● **Excerpt**:
The air conditioning was extremely cold, and smelled of chemicals, to the point that people developed sores on their skin from prolonged exposure. He also described unsanitary conditions full of dirt and mold. The facility was cleaned with only mild soap, and all the clothes were washed together interchangeably, causing illnesses to spread easily. Food was not nutritious, and given in small portions. “[People] entered healthy and came out sick,” Henry said.

The detained immigrants worked for $1 per day to run the facility. Henry said he didn’t mind working to occupy himself, but that the guards would treat them as if they were obligated to work all the time. “Inside there is a [guard] that shouts at the workers horribly,” he said. “They make you feel like you are a criminal, not a detained person. [The guards] think that they’re superior to us… they didn’t respect us as if we were people.” He also described how in the kitchen, where he worked, detainees were forced to sign many forms related to using knives and cooking equipment without adequate time to read what they were signing.

Knowing that he was unable to leave his room, or even see outside was the most difficult part of being detained for Henry, who suffers from PTSD. “There are no windows in the detention center. You’re enclosed,” he said. “I explained perfectly to the director of the detention center that I was suffering from Post-Traumatic Stress Disorder, and that I had to be in a place [with windows], and he told me no,” Henry said. “My psychologist was telling me that yes, I should be in a room where at least there were windows and I could see outside.” The majority of rooms were large with no windows that allowed people to see outside, which Henry said makes people become more depressed. “The detention centers aren’t set up well to care for people,” Henry said. “They need to be closed.”

While in detention, Henry helped to organize a hunger strike, the second at the facility, by sending messages from the kitchen to other “pods” of detainees who were meeting with religious groups from the outside. They sent them notes on slips of paper, asking if they would help support them in a hunger strike to expose the injustices that were occurring inside the facility. Those who worked in the kitchen or laundry room sent notes to other leaders, arranging a time to meet in the library to plan their demands and what action they would take. For three days, Henry said around 900 detainees refused to eat, himself among them. “I chose to [participate in the hunger strike] because [I saw] other people suffering, people not receiving medical care, minors arriving at the detention center without anyone having checked that they’re under age… there were many calamities… we had to do something. One person by himself can’t do anything but together we can do a great deal.”

After the third day of the hunger strike, the ICE field office director met with some of the detainees to ask what they wanted. They described the problems with conditions at the facility, the high bonds ($7,500 was common), and that people without criminal records were being placed in detention. They promised changes, but Henry reflected that they should have gotten them in writing because “they ignored us and many things have not changed.”

After being released from detention, Henry continued to communicate with leaders inside the detention center to organize a third hunger strike at the facility. He helped coordinate with other advocates to amplify the voices of the people inside the facility by protesting outside, and connecting with advocates for hunger strikers at GEO immigrant detention facilities in the U.K. “The treatment of undocumented people is unjust,” Henry said. “We did the hunger strike… principally because they are breaking up families.”

Thinking of the children separated from one or both of their parents, and the trauma it causes them gives him strength to continue fighting for meaningful reform to the immigration system. “Not only in detention centers, but in the entire U.S. the system is bad,” Henry said. “Private prisons are causing harm.”

Henry now lives with his brother near Seattle and has received a human rights award for his continued advocacy for immigrants detained at the Northwest Detention Center.

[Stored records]

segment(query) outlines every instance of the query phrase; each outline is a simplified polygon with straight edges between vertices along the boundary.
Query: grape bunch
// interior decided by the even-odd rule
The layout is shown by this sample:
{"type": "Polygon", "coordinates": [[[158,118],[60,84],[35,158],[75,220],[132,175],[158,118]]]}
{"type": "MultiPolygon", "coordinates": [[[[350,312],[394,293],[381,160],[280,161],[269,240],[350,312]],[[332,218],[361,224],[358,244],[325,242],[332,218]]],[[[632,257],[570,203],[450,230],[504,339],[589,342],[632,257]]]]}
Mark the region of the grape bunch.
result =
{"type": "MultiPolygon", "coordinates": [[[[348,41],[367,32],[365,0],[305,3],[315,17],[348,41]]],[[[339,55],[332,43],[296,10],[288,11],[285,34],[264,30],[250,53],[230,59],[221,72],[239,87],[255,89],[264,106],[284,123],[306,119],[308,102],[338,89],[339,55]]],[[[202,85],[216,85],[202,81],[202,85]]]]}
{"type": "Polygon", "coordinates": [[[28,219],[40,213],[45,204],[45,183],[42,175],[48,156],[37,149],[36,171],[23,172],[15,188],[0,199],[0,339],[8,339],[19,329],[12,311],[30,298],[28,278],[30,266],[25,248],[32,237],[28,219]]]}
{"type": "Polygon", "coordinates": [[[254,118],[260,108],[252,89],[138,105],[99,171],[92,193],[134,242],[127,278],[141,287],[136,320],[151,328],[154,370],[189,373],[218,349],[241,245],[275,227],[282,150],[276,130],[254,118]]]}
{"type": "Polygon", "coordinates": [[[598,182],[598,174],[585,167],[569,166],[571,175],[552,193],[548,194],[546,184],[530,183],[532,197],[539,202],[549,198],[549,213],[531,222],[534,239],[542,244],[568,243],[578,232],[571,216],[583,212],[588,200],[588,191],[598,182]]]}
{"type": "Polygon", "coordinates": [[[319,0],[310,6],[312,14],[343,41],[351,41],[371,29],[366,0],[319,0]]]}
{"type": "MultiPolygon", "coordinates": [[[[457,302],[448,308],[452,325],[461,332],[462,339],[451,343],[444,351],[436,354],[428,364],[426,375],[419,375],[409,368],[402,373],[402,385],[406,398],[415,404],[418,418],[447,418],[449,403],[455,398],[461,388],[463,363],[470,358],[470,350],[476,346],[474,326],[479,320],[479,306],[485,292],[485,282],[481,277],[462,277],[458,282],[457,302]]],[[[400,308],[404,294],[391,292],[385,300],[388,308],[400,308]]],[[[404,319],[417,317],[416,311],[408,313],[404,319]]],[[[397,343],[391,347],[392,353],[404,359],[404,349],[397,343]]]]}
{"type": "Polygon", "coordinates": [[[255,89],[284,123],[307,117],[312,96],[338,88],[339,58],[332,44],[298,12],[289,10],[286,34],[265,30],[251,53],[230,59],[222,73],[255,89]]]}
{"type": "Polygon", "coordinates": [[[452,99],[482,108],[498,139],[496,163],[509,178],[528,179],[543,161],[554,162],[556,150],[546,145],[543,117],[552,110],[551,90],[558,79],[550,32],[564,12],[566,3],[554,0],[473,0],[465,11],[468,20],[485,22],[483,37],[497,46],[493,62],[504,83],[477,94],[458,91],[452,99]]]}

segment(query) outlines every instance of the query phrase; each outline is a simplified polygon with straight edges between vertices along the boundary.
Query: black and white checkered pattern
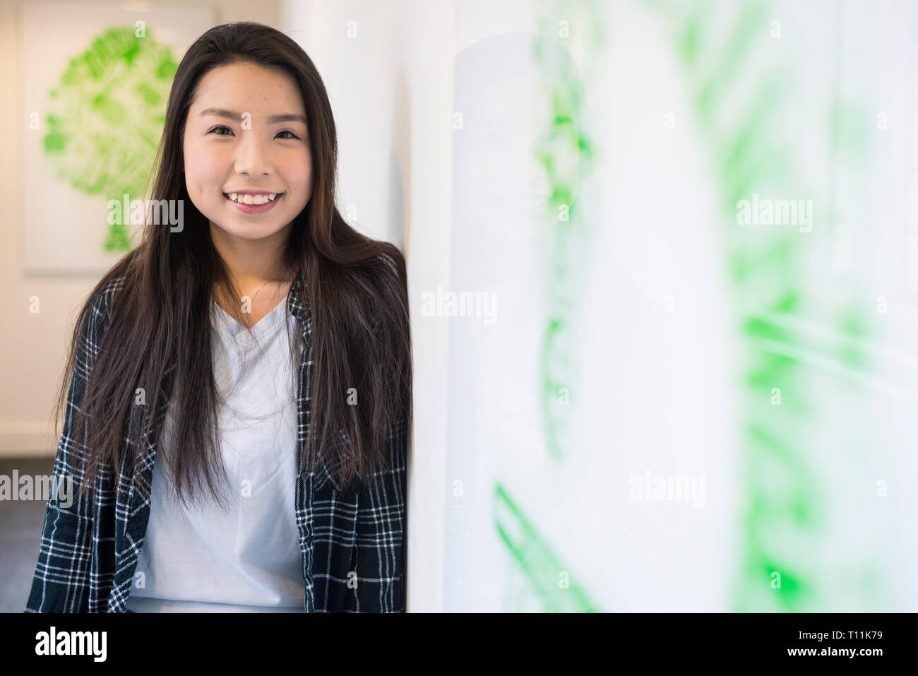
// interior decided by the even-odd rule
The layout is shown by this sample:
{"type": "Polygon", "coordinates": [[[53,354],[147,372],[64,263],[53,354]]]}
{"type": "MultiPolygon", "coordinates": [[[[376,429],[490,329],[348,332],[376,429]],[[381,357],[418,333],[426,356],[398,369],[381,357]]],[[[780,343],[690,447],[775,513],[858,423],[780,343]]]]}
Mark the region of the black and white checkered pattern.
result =
{"type": "MultiPolygon", "coordinates": [[[[54,477],[82,482],[84,447],[72,438],[89,371],[107,328],[113,294],[124,277],[111,280],[92,300],[80,337],[75,373],[67,400],[54,477]]],[[[303,281],[290,288],[291,314],[298,320],[306,348],[299,367],[297,439],[305,445],[310,414],[312,321],[303,281]]],[[[171,368],[167,373],[172,373],[171,368]]],[[[166,391],[171,391],[167,387],[166,391]]],[[[167,401],[158,411],[165,415],[167,401]]],[[[391,468],[358,479],[341,490],[322,465],[307,463],[297,478],[295,509],[303,558],[308,613],[401,613],[405,611],[407,419],[388,436],[391,468]]],[[[125,440],[125,443],[131,443],[125,440]]],[[[137,480],[126,464],[116,490],[114,469],[103,465],[91,495],[62,507],[48,501],[41,549],[27,613],[124,613],[150,518],[150,489],[156,446],[148,436],[137,480]],[[117,493],[117,494],[116,494],[117,493]]],[[[297,458],[298,459],[298,458],[297,458]]]]}

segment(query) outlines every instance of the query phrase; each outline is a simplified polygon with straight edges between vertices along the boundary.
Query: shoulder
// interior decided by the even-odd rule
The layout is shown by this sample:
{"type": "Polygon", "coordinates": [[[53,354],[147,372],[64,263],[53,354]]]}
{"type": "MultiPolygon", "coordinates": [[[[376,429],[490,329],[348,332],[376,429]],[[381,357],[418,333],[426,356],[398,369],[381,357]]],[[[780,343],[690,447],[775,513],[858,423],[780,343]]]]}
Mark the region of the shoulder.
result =
{"type": "Polygon", "coordinates": [[[125,280],[122,275],[100,282],[85,302],[83,336],[93,347],[97,347],[98,339],[111,321],[115,295],[124,287],[125,280]]]}

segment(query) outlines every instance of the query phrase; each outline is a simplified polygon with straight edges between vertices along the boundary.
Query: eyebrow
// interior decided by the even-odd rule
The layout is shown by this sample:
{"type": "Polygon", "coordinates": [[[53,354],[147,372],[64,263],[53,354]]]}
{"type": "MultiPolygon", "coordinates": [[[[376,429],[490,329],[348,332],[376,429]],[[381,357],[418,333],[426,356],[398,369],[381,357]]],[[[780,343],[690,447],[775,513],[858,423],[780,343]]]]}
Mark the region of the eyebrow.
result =
{"type": "MultiPolygon", "coordinates": [[[[202,118],[207,115],[239,121],[242,119],[241,113],[237,113],[235,110],[227,110],[226,108],[205,108],[201,111],[202,118]]],[[[268,118],[268,124],[277,124],[278,122],[302,122],[303,124],[307,124],[305,115],[285,113],[283,115],[272,115],[268,118]]]]}

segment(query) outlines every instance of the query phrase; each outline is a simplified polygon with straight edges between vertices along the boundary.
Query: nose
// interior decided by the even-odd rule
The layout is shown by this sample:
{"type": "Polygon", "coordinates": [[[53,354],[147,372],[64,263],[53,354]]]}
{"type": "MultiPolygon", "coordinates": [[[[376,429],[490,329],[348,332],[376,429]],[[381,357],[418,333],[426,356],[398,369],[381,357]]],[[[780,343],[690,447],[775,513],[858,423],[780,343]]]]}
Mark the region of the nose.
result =
{"type": "Polygon", "coordinates": [[[244,130],[237,144],[235,170],[250,176],[266,176],[273,172],[268,152],[253,130],[244,130]]]}

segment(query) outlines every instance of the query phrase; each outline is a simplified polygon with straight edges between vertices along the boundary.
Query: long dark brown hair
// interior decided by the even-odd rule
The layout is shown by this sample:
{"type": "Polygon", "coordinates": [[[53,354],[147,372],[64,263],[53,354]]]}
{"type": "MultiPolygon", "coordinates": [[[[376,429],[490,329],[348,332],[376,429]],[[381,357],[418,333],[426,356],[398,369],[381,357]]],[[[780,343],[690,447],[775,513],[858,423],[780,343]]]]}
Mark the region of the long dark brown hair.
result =
{"type": "MultiPolygon", "coordinates": [[[[187,503],[206,482],[219,501],[213,473],[220,452],[210,308],[217,297],[231,299],[230,307],[239,308],[241,297],[213,246],[207,217],[185,188],[183,137],[201,78],[212,68],[238,62],[291,75],[308,118],[312,192],[293,221],[282,255],[283,268],[302,279],[312,317],[312,406],[299,471],[307,469],[308,457],[324,462],[339,486],[349,488],[355,476],[386,468],[386,437],[397,425],[410,426],[405,259],[394,245],[349,226],[335,206],[337,136],[321,77],[299,45],[274,28],[247,22],[217,26],[191,45],[178,66],[151,173],[153,199],[184,200],[184,227],[174,232],[148,219],[138,246],[99,281],[76,321],[59,416],[93,299],[110,281],[124,277],[73,425],[76,447],[84,443],[88,451],[81,495],[94,485],[102,464],[111,463],[116,476],[122,467],[139,471],[144,451],[140,440],[151,431],[161,441],[156,411],[168,399],[170,416],[176,416],[174,428],[170,425],[174,450],[168,458],[175,492],[187,503]],[[146,393],[143,406],[135,403],[138,388],[146,393]],[[351,388],[356,389],[357,405],[348,401],[351,388]],[[125,444],[126,436],[135,443],[125,444]],[[132,464],[122,466],[126,459],[132,464]]],[[[286,316],[290,321],[289,311],[286,316]]],[[[158,445],[158,456],[163,451],[158,445]]]]}

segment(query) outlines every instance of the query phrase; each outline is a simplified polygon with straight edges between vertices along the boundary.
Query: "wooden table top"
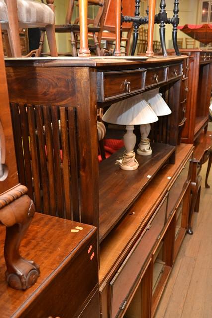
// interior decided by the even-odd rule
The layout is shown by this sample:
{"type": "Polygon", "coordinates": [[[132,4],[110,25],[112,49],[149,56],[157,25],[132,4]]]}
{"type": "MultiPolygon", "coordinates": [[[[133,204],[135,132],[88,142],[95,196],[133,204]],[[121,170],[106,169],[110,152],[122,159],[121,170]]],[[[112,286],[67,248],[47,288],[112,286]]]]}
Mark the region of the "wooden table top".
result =
{"type": "Polygon", "coordinates": [[[108,67],[111,65],[138,65],[149,63],[161,63],[178,61],[187,58],[186,56],[169,56],[163,57],[154,56],[152,58],[146,56],[94,56],[89,58],[73,57],[43,57],[43,58],[5,58],[7,66],[15,65],[31,65],[38,67],[59,66],[108,67]]]}
{"type": "Polygon", "coordinates": [[[41,274],[35,285],[24,291],[13,289],[5,281],[3,257],[5,227],[1,226],[0,230],[0,316],[8,318],[21,311],[26,303],[32,302],[64,265],[76,257],[82,243],[86,242],[95,228],[36,213],[22,240],[20,252],[21,256],[33,259],[40,265],[41,274]],[[71,231],[77,226],[83,229],[77,232],[71,231]]]}

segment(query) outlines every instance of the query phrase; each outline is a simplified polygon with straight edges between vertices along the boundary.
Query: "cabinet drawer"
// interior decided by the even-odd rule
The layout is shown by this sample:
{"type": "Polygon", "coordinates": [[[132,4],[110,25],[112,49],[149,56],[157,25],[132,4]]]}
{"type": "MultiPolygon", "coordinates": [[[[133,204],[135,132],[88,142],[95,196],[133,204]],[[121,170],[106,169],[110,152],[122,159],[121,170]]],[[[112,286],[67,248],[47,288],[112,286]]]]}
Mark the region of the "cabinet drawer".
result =
{"type": "Polygon", "coordinates": [[[172,80],[182,75],[182,64],[174,64],[169,66],[168,80],[172,80]]]}
{"type": "Polygon", "coordinates": [[[201,52],[200,60],[201,62],[211,60],[212,61],[212,52],[201,52]]]}
{"type": "Polygon", "coordinates": [[[190,173],[190,162],[188,161],[181,172],[178,176],[174,183],[169,190],[168,199],[167,215],[169,218],[174,210],[179,198],[184,188],[184,185],[187,180],[189,179],[190,173]]]}
{"type": "Polygon", "coordinates": [[[98,72],[98,101],[141,92],[144,89],[145,74],[145,69],[98,72]]]}
{"type": "Polygon", "coordinates": [[[55,273],[52,280],[40,291],[21,318],[78,317],[90,300],[89,295],[98,288],[96,251],[95,238],[72,261],[64,265],[61,270],[59,269],[59,272],[55,273]],[[88,253],[91,245],[92,250],[88,253]],[[93,252],[95,254],[91,257],[93,252]]]}
{"type": "Polygon", "coordinates": [[[146,72],[146,88],[166,81],[167,67],[155,68],[146,72]]]}
{"type": "Polygon", "coordinates": [[[141,276],[164,226],[167,195],[160,204],[140,238],[110,283],[110,318],[124,310],[132,289],[141,276]]]}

● **Exercise tasks**:
a: Quote the detention account from "The detained immigrants" to "they were signing.".
b: Answer these questions using the detention account.
(i) How much were detained immigrants paid per day to run the facility?
(ii) About how many detainees refused to eat during the three-day hunger strike?
(iii) With whom does Henry now live, and near what city?
Work only from the detention account and disregard the listing.

● **Results of the exercise**:
a:
The detained immigrants worked for $1 per day to run the facility. Henry said he didn’t mind working to occupy himself, but that the guards would treat them as if they were obligated to work all the time. “Inside there is a [guard] that shouts at the workers horribly,” he said. “They make you feel like you are a criminal, not a detained person. [The guards] think that they’re superior to us… they didn’t respect us as if we were people.” He also described how in the kitchen, where he worked, detainees were forced to sign many forms related to using knives and cooking equipment without adequate time to read what they were signing.

b:
(i) $1 per day.
(ii) Around 900.
(iii) With his brother, near Seattle.